> [Assigned task]:
Which lines belong in the answer? Exactly those from the line containing "[detect] black jacket" through the last line of the records below, repeated as written.
== Data for analysis ==
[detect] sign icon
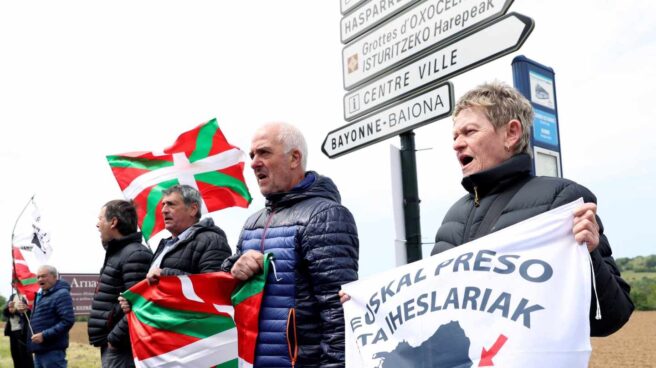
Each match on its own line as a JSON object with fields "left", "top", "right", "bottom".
{"left": 347, "top": 54, "right": 359, "bottom": 74}
{"left": 348, "top": 94, "right": 361, "bottom": 114}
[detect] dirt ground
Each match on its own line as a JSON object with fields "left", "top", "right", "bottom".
{"left": 590, "top": 311, "right": 656, "bottom": 367}
{"left": 3, "top": 312, "right": 654, "bottom": 367}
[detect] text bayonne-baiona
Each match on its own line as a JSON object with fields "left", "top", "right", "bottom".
{"left": 349, "top": 249, "right": 552, "bottom": 347}
{"left": 331, "top": 92, "right": 445, "bottom": 150}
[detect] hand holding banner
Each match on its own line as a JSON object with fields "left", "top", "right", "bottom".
{"left": 343, "top": 199, "right": 592, "bottom": 367}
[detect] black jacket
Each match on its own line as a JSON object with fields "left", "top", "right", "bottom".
{"left": 153, "top": 217, "right": 231, "bottom": 276}
{"left": 222, "top": 172, "right": 359, "bottom": 368}
{"left": 432, "top": 154, "right": 634, "bottom": 336}
{"left": 88, "top": 232, "right": 152, "bottom": 348}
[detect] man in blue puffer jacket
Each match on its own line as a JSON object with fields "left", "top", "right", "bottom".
===
> [Reply]:
[detect] black jacket
Each match on its own line as a JSON object with fields "left", "top", "right", "bottom".
{"left": 153, "top": 217, "right": 231, "bottom": 276}
{"left": 222, "top": 172, "right": 359, "bottom": 368}
{"left": 432, "top": 154, "right": 634, "bottom": 336}
{"left": 88, "top": 232, "right": 152, "bottom": 348}
[detect] man in blue puffer jacket
Each match on its own line as a JSON object with fields "left", "top", "right", "bottom".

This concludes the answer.